• [COMPITI DA SVOLGERE]:
1) Elenca tutti gli enti e gli organi pubblici nominati nel brano sull'Imu, nell'ordine in cui compaiono.
2) Sostituisci "dicembre" con "novembre" nella parte del brano sull'Imu che parte da "Fino a dicembre, però, non" e prosegue fino a "il gettito previsto.", poi trascrivila.
3) Riprendi il brano sull'Imu dall'ultima frase riportata e proseguilo.
#### ESTRATTO ####
La pressione fiscale in Italia per il 2012 si attesterà attorno al 45,1% e le previsioni per i prossimi due anni proiettano un aumento fino allo 0,6% in più. A pesare decisamente nel bilancio delle famiglie italiane sarà l’Imu, la nuova imposta municipale che con il decreto “Salva Italia” ha rimpiazzato la vecchia Ici. La pagheranno tutti i proprietari perché sarà tassata anche l’abitazione principale.
Fino a dicembre, però, non si saprà precisamente quanto. Il testo dei correttivi al decreto fiscale votato in commissione finanze al Senato, infatti, sposta a quella data il termine entro il quale un Dpcm (decreto Presidenza dei ministri) potrà cambiare le aliquote dell’imposta per garantire allo Stato il gettito previsto.
In realtà si tratta di un doppio decreto: il primo interesserà abitazioni e immobili commerciali o industriali, il secondo sarà dedicato all’agricoltura.
Quello relativo alle abitazioni e immobili commerciali andrà scritto entro il 30 settembre, giusto in tempo per consentire ai Comuni di rivedere le proprie scelte locali e, probabilmente, aumentare le aliquote nei termini stabiliti.
#### VOCI FORNITE ####
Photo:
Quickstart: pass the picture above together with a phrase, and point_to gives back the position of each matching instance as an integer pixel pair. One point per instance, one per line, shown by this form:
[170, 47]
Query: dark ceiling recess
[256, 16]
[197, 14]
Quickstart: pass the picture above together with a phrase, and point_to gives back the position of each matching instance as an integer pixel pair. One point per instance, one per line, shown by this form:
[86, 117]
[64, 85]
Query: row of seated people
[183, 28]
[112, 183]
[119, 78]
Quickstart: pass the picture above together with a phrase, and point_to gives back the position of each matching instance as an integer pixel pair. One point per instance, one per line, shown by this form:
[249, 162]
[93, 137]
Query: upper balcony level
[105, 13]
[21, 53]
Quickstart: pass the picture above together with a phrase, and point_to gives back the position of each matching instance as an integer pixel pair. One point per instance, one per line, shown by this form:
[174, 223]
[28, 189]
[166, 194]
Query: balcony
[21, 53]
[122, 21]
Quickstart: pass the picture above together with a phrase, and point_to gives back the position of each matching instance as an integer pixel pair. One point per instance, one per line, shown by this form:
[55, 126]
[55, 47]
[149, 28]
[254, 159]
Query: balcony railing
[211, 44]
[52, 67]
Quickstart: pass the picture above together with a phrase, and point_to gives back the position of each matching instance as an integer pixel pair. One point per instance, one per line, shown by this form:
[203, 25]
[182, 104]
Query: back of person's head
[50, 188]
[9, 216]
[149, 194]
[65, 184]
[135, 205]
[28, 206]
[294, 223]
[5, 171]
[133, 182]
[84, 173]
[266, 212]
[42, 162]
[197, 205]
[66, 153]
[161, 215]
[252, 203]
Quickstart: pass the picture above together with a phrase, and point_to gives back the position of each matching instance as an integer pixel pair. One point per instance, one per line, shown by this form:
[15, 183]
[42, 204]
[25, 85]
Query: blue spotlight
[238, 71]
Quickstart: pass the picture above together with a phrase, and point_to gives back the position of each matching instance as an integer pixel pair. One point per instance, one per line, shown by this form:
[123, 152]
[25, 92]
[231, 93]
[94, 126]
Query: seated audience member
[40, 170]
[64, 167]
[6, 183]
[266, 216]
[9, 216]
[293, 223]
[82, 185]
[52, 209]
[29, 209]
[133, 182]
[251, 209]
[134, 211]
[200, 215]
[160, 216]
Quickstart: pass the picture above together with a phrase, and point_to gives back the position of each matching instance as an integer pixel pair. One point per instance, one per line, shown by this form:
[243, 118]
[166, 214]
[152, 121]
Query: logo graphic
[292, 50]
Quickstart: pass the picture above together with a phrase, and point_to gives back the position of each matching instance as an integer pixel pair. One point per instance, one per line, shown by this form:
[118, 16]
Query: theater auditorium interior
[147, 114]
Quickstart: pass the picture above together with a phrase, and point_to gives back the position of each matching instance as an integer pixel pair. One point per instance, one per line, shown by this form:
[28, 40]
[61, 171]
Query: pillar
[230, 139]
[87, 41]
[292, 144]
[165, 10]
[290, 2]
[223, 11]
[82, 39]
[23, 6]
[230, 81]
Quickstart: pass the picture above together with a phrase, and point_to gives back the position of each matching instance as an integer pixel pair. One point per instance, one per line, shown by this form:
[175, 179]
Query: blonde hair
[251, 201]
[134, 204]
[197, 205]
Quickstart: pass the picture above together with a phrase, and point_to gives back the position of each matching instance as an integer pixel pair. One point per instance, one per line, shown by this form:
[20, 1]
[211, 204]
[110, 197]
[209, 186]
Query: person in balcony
####
• [COMPITI RISOLTI]:
1) commissione finanze; Senato; Presidenza dei ministri; Stato; Comuni

2)
Fino a novembre, però, non si saprà precisamente quanto. Il testo dei correttivi al decreto fiscale votato in commissione finanze al Senato, infatti, sposta a quella data il termine entro il quale un Dpcm (decreto Presidenza dei ministri) potrà cambiare le aliquote dell’imposta per garantire allo Stato il gettito previsto.

3)
Il secondo, invece, può essere ultimato entro il 30 novembre, data entro la quale si concluderanno le operazioni di accatastamento dei fabbricati rurali. In altre parole, una famiglia non saprà esattamente quando deve pagare per l’Imu 2012, fino alla fine dell’anno.

Addio tredicesime, quindi, per chi le incassa ovviamente. Eppure è ben definita la “somma erariale” che i Comuni dovranno versare a Roma, già scritta nel decreto “Salva Italia”: 9 miliardi di euro. I meccanismi, come detto, rimangono ancora da definire con regole in continua evoluzione. Nel passaggio in commissione al Senato, per esempio, i fabbricati rurali nei Comuni classificati come “montani” hanno incassato l’esenzione dall’Imu, come i fabbricati “inagibili” e “inabitabili”, oltre all’azzeramento per i fabbricati di Comuni, edilizia popolare e cooperative a proprietà indivisa. Salve anche le fondazioni bancarie che non dovranno versare neanche un centesimo.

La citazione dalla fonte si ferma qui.